_EXTRACT_
So what about all those other Patterns of Biophilic Design? The patterns that fall within the grouping of Nature in the Space are relatively obvious, although the second pattern, Non-Visual Connection to Nature, bears repeating. As designers, we all too frequently default to how things look, which makes sense as vision is our primary sensory system, however experiences have more impact if they can trigger multiple senses. Most notably, nature sounds have an uncanny ability to calm occupants and draw attention away from other distracting noises rampant in many indoor environments. See our most recent report, An Ear for Nature, for a look at the fascinating sciences behind this response.
The second grouping, Natural Analogues is one that can support a lot of experimentation. In particular, we believe there are many unexploited opportunities to use layered fractals in fabrics, wallpapers, flooring, and ornamentation. We are mesmerized by the balance of complexity and order in natural environments. Very few things can capture our attention as well as a roaring campfire. We can stare at it for hours. This is in-part due to the fractal patterns created as the fire rises. Researchers have found that our brains emit a pleasure response (in the form of dopamine) when we stare at fractals. As a design pattern, this condition can take many scales: from furniture and detailing patterns to spatial layout.

(Stored data entries)
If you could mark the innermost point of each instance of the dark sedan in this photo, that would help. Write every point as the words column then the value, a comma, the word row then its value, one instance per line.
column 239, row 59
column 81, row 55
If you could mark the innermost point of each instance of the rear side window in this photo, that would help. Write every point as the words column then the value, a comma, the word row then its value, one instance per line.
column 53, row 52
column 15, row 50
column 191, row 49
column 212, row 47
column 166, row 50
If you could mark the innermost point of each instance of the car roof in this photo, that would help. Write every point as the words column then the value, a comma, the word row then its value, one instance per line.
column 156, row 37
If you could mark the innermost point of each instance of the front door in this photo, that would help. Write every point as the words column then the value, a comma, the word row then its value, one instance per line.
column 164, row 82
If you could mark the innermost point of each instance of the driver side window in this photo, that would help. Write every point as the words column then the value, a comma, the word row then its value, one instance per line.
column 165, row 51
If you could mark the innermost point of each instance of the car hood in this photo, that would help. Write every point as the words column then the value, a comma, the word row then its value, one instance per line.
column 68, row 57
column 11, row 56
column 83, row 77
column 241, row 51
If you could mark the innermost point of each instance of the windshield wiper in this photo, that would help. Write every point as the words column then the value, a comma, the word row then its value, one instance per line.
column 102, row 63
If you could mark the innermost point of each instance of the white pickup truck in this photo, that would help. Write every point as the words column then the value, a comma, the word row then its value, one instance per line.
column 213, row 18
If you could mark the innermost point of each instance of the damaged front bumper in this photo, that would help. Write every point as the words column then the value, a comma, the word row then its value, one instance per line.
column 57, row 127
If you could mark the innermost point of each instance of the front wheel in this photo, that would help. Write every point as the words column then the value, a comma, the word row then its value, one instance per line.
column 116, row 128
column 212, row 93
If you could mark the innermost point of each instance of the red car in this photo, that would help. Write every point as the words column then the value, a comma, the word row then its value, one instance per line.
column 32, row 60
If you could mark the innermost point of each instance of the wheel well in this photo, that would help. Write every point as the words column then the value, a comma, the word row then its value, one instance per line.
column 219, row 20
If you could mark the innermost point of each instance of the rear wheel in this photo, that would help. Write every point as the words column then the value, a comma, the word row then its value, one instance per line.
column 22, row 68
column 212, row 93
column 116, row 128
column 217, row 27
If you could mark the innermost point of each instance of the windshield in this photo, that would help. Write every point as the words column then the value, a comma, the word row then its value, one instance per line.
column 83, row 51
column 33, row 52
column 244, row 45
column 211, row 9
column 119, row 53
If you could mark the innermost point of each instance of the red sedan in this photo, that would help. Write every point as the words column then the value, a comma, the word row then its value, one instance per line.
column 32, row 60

_TRY IT_
Copy the passage about biophilic design, beginning with the words "So what about" and stopping after "behind this response.", and substitute "architects" for "designers". Rely only on the passage about biophilic design.

_RESULT FOR THIS TASK_
So what about all those other Patterns of Biophilic Design? The patterns that fall within the grouping of Nature in the Space are relatively obvious, although the second pattern, Non-Visual Connection to Nature, bears repeating. As architects, we all too frequently default to how things look, which makes sense as vision is our primary sensory system, however experiences have more impact if they can trigger multiple senses. Most notably, nature sounds have an uncanny ability to calm occupants and draw attention away from other distracting noises rampant in many indoor environments. See our most recent report, An Ear for Nature, for a look at the fascinating sciences behind this response.